* [What to work on] Convert the records, from the line containing "point: bare tree" through the end, into a two-column CSV with columns request and response and one row per record. Put each record's text and its answer in a single quoted field, with line breaks replaced by spaces.

* [Extracted information]
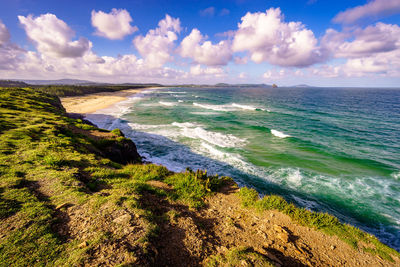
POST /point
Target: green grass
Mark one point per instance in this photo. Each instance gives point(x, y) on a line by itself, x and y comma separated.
point(48, 159)
point(317, 220)
point(44, 162)
point(192, 187)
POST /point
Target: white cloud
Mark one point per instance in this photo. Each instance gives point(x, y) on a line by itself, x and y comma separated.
point(372, 50)
point(114, 25)
point(204, 52)
point(373, 9)
point(241, 60)
point(157, 45)
point(53, 37)
point(224, 12)
point(213, 71)
point(4, 34)
point(208, 12)
point(269, 39)
point(10, 53)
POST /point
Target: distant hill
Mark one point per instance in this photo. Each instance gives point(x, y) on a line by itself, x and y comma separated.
point(9, 83)
point(59, 82)
point(302, 86)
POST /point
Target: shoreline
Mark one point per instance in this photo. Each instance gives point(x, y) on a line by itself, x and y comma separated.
point(91, 103)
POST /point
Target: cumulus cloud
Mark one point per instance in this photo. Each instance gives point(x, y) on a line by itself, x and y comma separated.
point(157, 45)
point(4, 34)
point(373, 39)
point(269, 39)
point(214, 71)
point(374, 9)
point(204, 52)
point(10, 54)
point(208, 12)
point(224, 12)
point(114, 25)
point(53, 37)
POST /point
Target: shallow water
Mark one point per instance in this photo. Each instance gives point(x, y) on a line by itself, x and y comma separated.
point(326, 149)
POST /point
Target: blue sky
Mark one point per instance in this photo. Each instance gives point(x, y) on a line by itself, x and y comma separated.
point(323, 43)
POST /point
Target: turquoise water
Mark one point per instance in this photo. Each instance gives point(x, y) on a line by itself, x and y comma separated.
point(326, 149)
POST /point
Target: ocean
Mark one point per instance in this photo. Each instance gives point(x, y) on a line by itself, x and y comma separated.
point(335, 150)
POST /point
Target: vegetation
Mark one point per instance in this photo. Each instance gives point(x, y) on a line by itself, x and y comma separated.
point(48, 161)
point(321, 221)
point(64, 199)
point(243, 256)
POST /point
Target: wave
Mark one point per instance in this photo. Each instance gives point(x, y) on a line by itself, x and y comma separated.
point(214, 107)
point(170, 92)
point(279, 134)
point(184, 124)
point(248, 107)
point(219, 139)
point(168, 104)
point(229, 107)
point(204, 113)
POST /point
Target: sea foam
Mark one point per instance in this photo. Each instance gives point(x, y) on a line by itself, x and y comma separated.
point(279, 134)
point(168, 104)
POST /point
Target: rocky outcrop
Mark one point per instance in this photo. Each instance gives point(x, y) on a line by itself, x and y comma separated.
point(122, 150)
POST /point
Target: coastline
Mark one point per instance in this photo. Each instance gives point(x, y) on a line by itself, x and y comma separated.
point(151, 216)
point(90, 103)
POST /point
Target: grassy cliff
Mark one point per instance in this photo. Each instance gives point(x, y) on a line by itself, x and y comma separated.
point(73, 195)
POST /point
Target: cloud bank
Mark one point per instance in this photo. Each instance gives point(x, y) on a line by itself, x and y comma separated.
point(374, 9)
point(114, 25)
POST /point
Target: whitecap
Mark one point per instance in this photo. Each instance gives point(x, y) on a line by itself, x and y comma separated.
point(279, 134)
point(204, 113)
point(214, 107)
point(168, 104)
point(245, 107)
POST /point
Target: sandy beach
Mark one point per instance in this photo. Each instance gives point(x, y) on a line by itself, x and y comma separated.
point(93, 102)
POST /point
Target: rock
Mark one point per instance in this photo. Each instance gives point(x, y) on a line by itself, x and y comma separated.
point(122, 151)
point(124, 219)
point(83, 244)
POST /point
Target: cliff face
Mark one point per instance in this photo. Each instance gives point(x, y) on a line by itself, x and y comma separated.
point(75, 195)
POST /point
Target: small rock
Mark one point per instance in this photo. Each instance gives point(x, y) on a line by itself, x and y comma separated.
point(83, 244)
point(283, 236)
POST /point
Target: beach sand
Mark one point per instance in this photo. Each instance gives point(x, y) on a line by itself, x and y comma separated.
point(93, 102)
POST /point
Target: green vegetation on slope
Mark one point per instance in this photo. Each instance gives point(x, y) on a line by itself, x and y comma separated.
point(49, 161)
point(321, 221)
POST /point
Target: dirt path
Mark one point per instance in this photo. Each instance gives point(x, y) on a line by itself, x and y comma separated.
point(189, 237)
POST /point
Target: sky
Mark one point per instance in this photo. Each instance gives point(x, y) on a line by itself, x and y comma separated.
point(314, 42)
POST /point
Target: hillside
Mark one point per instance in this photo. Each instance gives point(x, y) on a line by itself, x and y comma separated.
point(75, 195)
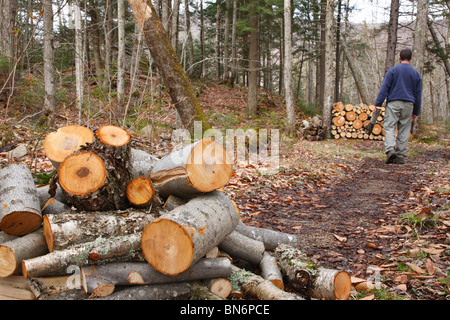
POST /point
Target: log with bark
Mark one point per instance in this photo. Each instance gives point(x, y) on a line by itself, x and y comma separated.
point(66, 140)
point(13, 252)
point(308, 278)
point(255, 286)
point(270, 238)
point(353, 122)
point(198, 168)
point(64, 230)
point(95, 177)
point(100, 251)
point(101, 280)
point(20, 209)
point(179, 238)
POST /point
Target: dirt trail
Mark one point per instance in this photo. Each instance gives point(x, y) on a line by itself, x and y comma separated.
point(351, 223)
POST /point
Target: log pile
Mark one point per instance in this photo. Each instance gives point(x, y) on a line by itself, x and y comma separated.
point(349, 121)
point(124, 225)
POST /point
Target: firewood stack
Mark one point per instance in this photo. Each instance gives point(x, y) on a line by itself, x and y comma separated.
point(349, 121)
point(116, 222)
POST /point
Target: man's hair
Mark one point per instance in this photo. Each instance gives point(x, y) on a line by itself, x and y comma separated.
point(406, 54)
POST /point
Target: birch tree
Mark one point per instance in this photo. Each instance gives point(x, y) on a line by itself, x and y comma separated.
point(49, 59)
point(329, 66)
point(288, 67)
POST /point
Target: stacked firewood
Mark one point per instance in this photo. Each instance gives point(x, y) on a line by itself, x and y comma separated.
point(349, 121)
point(119, 223)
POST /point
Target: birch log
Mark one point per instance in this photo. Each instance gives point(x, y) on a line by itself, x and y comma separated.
point(179, 238)
point(13, 252)
point(257, 287)
point(242, 247)
point(20, 209)
point(102, 250)
point(310, 279)
point(200, 167)
point(64, 230)
point(104, 278)
point(270, 238)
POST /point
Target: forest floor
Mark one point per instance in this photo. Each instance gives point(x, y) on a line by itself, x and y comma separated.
point(389, 224)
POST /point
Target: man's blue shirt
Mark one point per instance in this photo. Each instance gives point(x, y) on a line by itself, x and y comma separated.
point(402, 82)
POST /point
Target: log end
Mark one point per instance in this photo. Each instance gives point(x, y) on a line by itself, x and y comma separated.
point(209, 167)
point(343, 285)
point(140, 191)
point(20, 223)
point(7, 261)
point(81, 173)
point(113, 135)
point(167, 246)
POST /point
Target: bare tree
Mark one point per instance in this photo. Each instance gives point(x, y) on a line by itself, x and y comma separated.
point(49, 60)
point(288, 94)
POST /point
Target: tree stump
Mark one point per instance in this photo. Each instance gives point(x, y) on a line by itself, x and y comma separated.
point(20, 208)
point(66, 140)
point(179, 238)
point(201, 167)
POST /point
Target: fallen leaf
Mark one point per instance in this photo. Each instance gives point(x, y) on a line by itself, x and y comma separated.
point(341, 239)
point(415, 268)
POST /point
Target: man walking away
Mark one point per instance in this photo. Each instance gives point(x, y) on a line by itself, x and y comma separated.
point(402, 86)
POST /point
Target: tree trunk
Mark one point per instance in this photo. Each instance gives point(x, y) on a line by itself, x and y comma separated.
point(64, 141)
point(257, 287)
point(309, 278)
point(96, 177)
point(165, 59)
point(329, 66)
point(64, 230)
point(290, 111)
point(13, 252)
point(49, 59)
point(79, 59)
point(20, 210)
point(124, 248)
point(179, 238)
point(121, 55)
point(200, 167)
point(242, 247)
point(97, 278)
point(270, 238)
point(270, 270)
point(253, 65)
point(392, 35)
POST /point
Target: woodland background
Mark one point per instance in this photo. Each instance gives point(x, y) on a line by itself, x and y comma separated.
point(253, 64)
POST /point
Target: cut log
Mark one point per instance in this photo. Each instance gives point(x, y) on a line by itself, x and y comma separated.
point(179, 238)
point(171, 291)
point(308, 278)
point(140, 192)
point(15, 288)
point(242, 247)
point(377, 129)
point(20, 209)
point(270, 238)
point(113, 136)
point(201, 167)
point(46, 286)
point(13, 252)
point(270, 270)
point(95, 178)
point(96, 279)
point(257, 287)
point(339, 121)
point(66, 140)
point(220, 286)
point(100, 251)
point(64, 230)
point(141, 163)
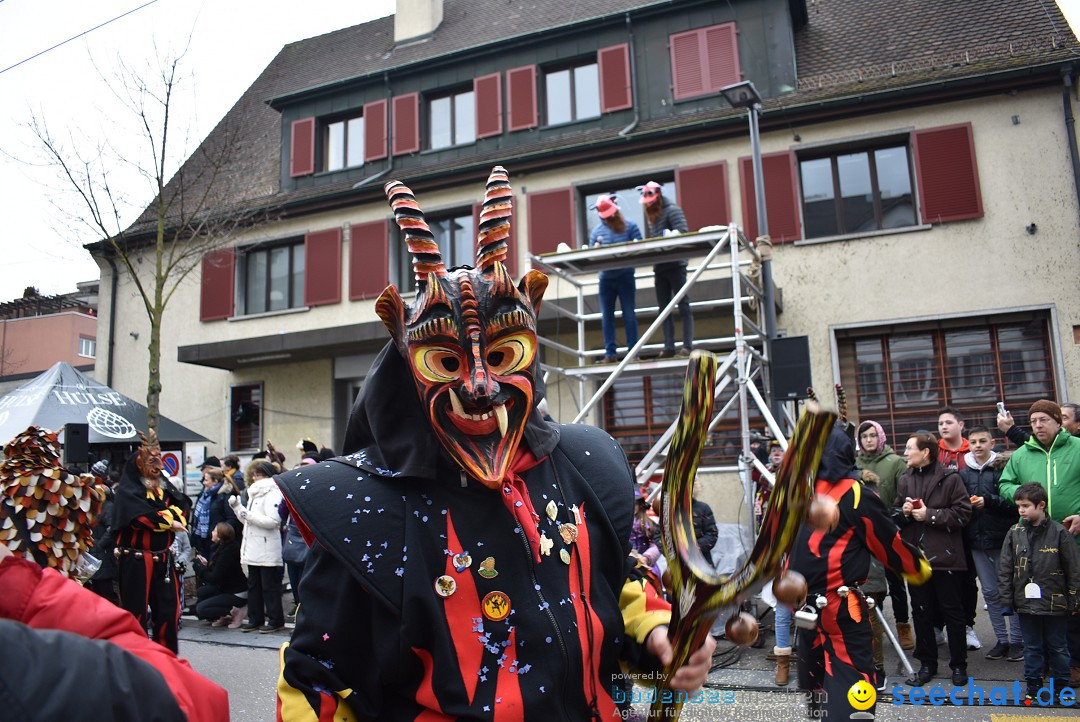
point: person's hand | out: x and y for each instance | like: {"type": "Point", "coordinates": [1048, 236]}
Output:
{"type": "Point", "coordinates": [1004, 422]}
{"type": "Point", "coordinates": [690, 676]}
{"type": "Point", "coordinates": [1072, 523]}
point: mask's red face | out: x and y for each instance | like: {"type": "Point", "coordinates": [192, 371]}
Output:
{"type": "Point", "coordinates": [470, 339]}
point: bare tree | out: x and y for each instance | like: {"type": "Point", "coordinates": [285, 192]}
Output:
{"type": "Point", "coordinates": [186, 218]}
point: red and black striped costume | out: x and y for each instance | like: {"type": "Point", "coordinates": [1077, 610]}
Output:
{"type": "Point", "coordinates": [839, 652]}
{"type": "Point", "coordinates": [375, 641]}
{"type": "Point", "coordinates": [145, 517]}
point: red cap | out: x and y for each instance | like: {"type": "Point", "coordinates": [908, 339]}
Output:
{"type": "Point", "coordinates": [649, 191]}
{"type": "Point", "coordinates": [606, 207]}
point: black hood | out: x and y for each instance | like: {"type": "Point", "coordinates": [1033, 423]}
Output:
{"type": "Point", "coordinates": [131, 501]}
{"type": "Point", "coordinates": [838, 460]}
{"type": "Point", "coordinates": [390, 424]}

* [Written reply]
request,response
"point: bare tree | out: x and y for each instance | like: {""type"": ""Point"", ""coordinates"": [285, 192]} Output:","{""type"": ""Point"", ""coordinates"": [186, 218]}"
"point: red and black striped costume | out: x and y for each instance | like: {""type"": ""Point"", ""coordinates"": [1077, 610]} Output:","{""type"": ""Point"", ""coordinates"": [839, 652]} {""type"": ""Point"", ""coordinates"": [375, 641]} {""type"": ""Point"", ""coordinates"": [145, 517]}"
"point: red cap | out: x and y for each instance | like: {""type"": ""Point"", ""coordinates"": [908, 339]} Output:","{""type"": ""Point"", ""coordinates"": [649, 191]} {""type"": ""Point"", ""coordinates"": [606, 207]}"
"point: black hood | out: x and y for each instance | like: {""type"": ""Point"", ""coordinates"": [1033, 423]} Output:","{""type"": ""Point"", ""coordinates"": [131, 501]} {""type"": ""Point"", ""coordinates"": [838, 460]} {""type"": ""Point"", ""coordinates"": [390, 424]}"